■ **TASK REQUIREMENTS**
Restate the passage on parenting language, starting with "Here are some" and going on through "between the two?", with every instance of "child" changed to "kid".

In this age of ‘Google parenting,’ answers to most queries are available online, resulting in the notion of ‘perfect parenting’ and a lot more parental guilt than the pre-internet era. However, there is one evidence-based intervention, available free of cost and easy to implement, that does not come up in the top ten search results: it’s called parenting language. This intervention is an extremely powerful one: influencing self-esteem, behaviour, learning and relationships.
Why is it, then, important to consider something as simple or primitive as language, leaving behind the more ‘visible’ aspects of parenting such as quality time, discipline, health, education or playtime? Language is often the most observable form of connection with children. It embodies parental mindset and beliefs, whether fixed or growth, about the world and their child. Children, in their innocence and purity, mirror a lot of the language portrayed by parents, teachers, peers or popular media. In addition, the hidden messages beneath language such as telling them “You will never be able to do this” are also easily picked out and absorbed by the young ones, eventually contributing to their self-talk.
Here are some aspects of language to be mindful of:
- The first and simplest way to set off on the positive parenting language train is to notice your interactions with your child: the precise words that you use. Note any ten consecutive statements that you say to your child. Consider: is your language in alignment with the message you want to send to your child, or is there a disconnect (dissonance) between the two?
- Recognize the tendency of the human brain to focus on the unpleasant, negative narrative. For instance, a pupil will probably remember the one negative comment mentioned by their teacher, as opposed to all the positive praise and feedback. Counteract this negative bias by using the 5:1 praise to criticism ratio, where each negative comment is counterbalanced by five positive ones, to maintain relationships, improve behaviour and self-esteem.
- Avoid absolutes and extremes in your conversation when possible: “never,” “must,” or conditional praise: “you are a good boy/girl if you do…” These put a lot of pressure on your child and are not reflective of how praise or efforts work in adult life!

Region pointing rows

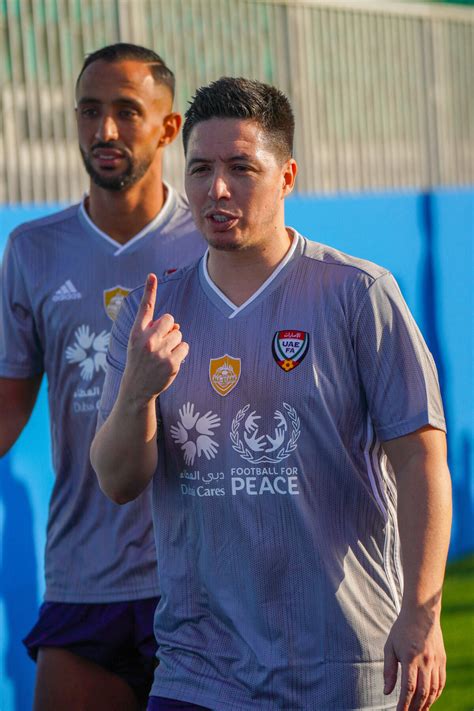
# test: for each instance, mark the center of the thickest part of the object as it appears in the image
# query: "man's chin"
(114, 183)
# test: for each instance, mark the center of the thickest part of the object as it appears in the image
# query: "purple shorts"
(159, 703)
(116, 635)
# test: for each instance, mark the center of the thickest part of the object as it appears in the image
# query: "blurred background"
(383, 94)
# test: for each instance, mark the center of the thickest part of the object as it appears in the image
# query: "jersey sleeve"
(396, 369)
(116, 360)
(21, 352)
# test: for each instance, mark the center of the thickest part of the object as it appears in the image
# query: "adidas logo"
(67, 292)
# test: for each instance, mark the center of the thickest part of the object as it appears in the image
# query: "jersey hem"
(14, 372)
(385, 434)
(94, 598)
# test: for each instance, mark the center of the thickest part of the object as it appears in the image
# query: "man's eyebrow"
(232, 159)
(122, 100)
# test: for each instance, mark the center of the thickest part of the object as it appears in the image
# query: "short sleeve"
(116, 360)
(396, 369)
(21, 352)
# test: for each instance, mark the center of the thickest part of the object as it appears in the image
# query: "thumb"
(390, 668)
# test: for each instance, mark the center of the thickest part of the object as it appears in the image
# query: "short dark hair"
(231, 97)
(122, 51)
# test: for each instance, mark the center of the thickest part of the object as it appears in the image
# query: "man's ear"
(171, 125)
(289, 171)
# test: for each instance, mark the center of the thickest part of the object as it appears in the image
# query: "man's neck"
(240, 274)
(123, 214)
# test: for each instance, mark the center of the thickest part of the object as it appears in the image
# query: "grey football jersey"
(274, 505)
(63, 281)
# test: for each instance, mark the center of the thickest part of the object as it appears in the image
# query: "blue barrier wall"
(425, 239)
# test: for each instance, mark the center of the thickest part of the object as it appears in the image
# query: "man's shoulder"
(36, 228)
(167, 285)
(343, 265)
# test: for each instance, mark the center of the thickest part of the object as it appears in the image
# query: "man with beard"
(64, 277)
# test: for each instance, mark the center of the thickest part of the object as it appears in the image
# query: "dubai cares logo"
(289, 348)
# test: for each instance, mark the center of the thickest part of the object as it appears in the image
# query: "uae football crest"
(113, 300)
(224, 374)
(289, 348)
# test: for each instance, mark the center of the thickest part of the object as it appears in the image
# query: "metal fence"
(383, 92)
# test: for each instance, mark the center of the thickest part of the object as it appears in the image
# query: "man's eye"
(197, 169)
(239, 168)
(128, 113)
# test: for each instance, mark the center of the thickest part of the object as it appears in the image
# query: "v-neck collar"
(119, 249)
(225, 305)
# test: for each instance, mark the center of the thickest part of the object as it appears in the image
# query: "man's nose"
(219, 187)
(107, 129)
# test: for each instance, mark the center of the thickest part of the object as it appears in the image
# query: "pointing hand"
(155, 349)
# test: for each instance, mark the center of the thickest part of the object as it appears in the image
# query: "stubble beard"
(131, 175)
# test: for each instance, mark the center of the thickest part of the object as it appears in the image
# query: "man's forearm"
(424, 520)
(124, 451)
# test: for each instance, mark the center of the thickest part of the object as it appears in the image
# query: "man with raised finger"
(295, 438)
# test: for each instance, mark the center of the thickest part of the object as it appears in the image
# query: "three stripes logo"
(67, 292)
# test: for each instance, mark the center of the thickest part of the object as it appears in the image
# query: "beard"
(131, 175)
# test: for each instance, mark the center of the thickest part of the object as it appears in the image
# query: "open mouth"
(108, 158)
(221, 220)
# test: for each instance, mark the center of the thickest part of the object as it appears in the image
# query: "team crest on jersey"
(224, 373)
(113, 300)
(289, 348)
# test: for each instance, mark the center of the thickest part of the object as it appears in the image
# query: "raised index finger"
(147, 304)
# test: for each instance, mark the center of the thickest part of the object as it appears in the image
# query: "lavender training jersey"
(63, 281)
(273, 502)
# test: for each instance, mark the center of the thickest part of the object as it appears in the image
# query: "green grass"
(458, 629)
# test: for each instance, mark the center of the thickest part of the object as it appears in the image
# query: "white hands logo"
(200, 441)
(265, 447)
(89, 351)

■ **YOUR RESPONSE**
Here are some aspects of language to be mindful of:
- The first and simplest way to set off on the positive parenting language train is to notice your interactions with your kid: the precise words that you use. Note any ten consecutive statements that you say to your kid. Consider: is your language in alignment with the message you want to send to your kid, or is there a disconnect (dissonance) between the two?